(Saved entries)
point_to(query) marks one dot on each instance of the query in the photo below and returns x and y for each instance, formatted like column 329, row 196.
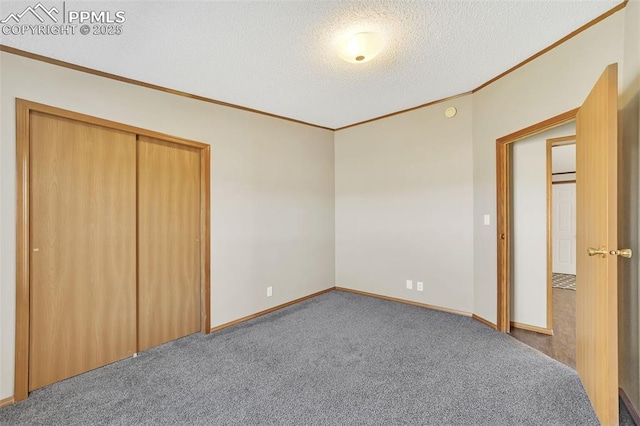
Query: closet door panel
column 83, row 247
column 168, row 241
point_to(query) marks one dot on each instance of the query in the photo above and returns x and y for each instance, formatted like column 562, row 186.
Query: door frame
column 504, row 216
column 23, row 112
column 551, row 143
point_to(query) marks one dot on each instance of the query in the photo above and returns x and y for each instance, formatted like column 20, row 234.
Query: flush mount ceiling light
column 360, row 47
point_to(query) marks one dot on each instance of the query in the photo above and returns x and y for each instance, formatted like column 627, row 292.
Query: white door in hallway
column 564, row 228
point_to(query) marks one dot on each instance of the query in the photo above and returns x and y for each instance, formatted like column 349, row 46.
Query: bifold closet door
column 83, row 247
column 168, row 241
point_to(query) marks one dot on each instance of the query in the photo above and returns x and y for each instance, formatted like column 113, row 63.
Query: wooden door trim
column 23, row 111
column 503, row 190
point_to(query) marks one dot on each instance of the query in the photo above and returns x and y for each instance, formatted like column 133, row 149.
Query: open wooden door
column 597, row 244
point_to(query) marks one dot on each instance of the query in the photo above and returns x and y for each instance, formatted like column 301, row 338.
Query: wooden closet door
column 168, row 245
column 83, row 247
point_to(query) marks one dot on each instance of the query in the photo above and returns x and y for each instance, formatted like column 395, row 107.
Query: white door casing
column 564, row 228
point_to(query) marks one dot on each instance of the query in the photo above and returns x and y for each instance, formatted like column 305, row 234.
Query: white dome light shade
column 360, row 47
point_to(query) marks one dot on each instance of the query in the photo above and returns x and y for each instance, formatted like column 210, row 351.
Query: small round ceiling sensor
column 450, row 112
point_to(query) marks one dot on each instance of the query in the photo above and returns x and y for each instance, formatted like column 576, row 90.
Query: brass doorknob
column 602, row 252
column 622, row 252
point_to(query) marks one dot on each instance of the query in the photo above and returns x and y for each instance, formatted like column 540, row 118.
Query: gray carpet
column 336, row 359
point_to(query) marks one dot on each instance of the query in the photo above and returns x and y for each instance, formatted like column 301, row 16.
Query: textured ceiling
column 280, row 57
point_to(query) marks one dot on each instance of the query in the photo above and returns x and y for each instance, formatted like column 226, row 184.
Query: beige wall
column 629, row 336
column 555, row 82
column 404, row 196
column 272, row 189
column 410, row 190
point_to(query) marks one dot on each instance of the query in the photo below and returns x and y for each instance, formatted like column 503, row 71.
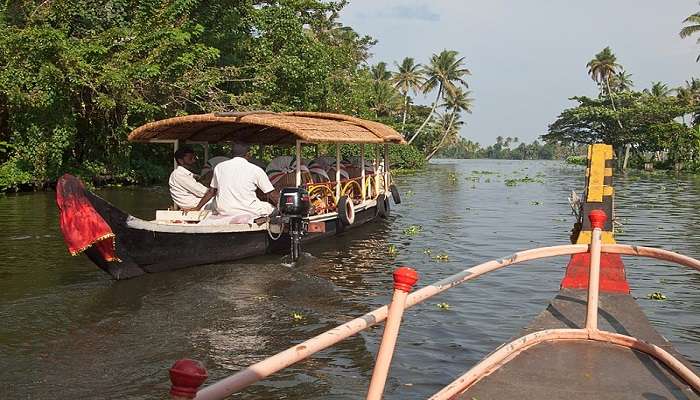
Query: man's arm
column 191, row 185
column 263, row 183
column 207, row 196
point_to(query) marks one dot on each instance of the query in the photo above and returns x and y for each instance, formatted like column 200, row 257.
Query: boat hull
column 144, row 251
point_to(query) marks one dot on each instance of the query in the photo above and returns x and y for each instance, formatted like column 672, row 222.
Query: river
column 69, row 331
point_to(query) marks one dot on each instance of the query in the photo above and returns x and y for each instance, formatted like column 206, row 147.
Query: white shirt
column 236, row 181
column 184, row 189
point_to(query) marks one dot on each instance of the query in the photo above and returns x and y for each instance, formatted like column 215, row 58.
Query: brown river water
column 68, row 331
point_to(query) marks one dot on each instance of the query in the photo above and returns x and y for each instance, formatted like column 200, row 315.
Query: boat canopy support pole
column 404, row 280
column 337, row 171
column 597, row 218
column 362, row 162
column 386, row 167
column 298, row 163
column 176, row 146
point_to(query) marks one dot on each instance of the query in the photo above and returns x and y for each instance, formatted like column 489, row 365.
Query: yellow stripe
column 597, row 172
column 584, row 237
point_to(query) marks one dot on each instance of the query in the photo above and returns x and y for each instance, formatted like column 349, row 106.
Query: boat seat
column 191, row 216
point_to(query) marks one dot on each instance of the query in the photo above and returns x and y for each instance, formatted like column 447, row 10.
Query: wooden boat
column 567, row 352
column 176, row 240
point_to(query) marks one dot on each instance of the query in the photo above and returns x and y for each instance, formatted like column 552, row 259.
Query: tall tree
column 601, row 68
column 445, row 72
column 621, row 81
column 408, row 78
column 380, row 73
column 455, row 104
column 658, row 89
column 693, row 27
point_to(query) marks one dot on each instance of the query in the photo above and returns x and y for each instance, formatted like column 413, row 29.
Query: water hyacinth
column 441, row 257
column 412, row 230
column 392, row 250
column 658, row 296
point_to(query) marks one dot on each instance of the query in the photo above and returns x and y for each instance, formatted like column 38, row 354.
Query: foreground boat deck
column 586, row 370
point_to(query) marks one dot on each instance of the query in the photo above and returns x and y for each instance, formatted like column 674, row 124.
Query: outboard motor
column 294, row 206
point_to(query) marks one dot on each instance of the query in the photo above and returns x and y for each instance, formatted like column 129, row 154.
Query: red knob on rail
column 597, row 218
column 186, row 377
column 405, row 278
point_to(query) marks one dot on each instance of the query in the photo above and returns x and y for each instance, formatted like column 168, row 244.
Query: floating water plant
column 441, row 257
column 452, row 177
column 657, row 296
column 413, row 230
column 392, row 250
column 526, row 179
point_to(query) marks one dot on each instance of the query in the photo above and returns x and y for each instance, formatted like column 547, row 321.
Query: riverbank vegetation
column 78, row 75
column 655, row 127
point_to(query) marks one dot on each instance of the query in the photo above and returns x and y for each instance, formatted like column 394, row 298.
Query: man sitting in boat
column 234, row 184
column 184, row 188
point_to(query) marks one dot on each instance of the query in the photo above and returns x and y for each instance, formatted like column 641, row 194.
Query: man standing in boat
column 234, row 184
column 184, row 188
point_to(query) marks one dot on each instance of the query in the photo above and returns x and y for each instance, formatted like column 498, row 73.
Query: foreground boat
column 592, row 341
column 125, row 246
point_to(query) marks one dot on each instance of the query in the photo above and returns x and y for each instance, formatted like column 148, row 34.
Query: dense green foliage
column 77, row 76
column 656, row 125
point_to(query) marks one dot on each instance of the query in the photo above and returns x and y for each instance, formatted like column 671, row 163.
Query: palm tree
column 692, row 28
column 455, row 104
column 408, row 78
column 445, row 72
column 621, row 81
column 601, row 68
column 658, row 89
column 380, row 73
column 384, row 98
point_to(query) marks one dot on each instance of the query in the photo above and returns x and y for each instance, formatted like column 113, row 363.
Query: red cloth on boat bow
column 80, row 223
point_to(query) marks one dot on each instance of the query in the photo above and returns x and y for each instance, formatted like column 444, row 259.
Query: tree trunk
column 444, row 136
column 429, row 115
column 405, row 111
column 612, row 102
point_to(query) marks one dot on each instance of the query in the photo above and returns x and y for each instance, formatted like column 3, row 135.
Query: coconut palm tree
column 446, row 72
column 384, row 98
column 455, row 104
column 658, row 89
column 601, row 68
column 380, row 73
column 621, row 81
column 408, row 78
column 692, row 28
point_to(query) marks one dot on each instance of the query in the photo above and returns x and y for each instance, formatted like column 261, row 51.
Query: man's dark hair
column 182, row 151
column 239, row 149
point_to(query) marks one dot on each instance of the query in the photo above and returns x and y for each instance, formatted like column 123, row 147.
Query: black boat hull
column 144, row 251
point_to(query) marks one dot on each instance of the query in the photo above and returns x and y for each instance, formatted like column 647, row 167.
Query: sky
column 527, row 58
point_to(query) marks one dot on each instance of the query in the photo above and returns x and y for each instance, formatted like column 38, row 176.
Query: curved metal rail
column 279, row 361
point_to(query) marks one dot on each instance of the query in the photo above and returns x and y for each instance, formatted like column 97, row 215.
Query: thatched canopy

* * *

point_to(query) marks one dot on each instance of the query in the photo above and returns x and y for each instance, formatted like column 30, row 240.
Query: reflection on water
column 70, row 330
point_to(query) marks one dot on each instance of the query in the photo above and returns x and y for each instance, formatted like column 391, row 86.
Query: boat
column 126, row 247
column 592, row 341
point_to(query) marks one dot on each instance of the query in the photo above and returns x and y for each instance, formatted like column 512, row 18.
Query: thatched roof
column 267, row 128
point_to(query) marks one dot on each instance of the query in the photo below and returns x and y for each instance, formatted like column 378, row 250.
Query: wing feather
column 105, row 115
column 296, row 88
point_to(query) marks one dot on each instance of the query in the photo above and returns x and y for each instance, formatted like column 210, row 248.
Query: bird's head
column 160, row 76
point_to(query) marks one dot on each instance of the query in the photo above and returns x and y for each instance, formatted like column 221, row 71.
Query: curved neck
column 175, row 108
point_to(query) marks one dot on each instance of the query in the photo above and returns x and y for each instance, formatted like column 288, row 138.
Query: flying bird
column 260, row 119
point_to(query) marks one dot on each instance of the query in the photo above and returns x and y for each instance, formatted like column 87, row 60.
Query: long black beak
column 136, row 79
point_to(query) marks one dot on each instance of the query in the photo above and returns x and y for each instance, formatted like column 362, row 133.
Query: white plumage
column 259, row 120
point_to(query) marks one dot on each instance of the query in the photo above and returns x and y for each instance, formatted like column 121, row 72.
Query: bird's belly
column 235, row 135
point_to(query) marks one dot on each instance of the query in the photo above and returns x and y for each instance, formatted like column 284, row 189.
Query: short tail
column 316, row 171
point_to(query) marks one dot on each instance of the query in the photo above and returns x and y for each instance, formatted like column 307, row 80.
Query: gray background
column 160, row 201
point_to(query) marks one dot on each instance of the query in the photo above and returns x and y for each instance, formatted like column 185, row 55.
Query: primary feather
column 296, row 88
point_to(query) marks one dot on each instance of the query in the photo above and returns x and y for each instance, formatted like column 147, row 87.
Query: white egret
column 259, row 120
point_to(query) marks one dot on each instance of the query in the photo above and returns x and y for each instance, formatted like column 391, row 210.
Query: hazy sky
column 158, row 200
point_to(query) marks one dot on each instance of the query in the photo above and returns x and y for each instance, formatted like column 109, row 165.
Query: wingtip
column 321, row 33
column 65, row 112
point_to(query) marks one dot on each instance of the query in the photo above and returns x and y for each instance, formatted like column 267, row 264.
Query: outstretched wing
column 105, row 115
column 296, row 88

**WHAT YOU WILL DO**
Every line above from the line with "97, row 215." to the line with "Query: thatched canopy", both included, must be reproduced exactly, and no other line may appear.

**TASK RESPONSE**
point_to(query) marks one dot on each instance of the query in the photo above and returns x and y for each instance, formatted like column 97, row 215.
Query: thatched canopy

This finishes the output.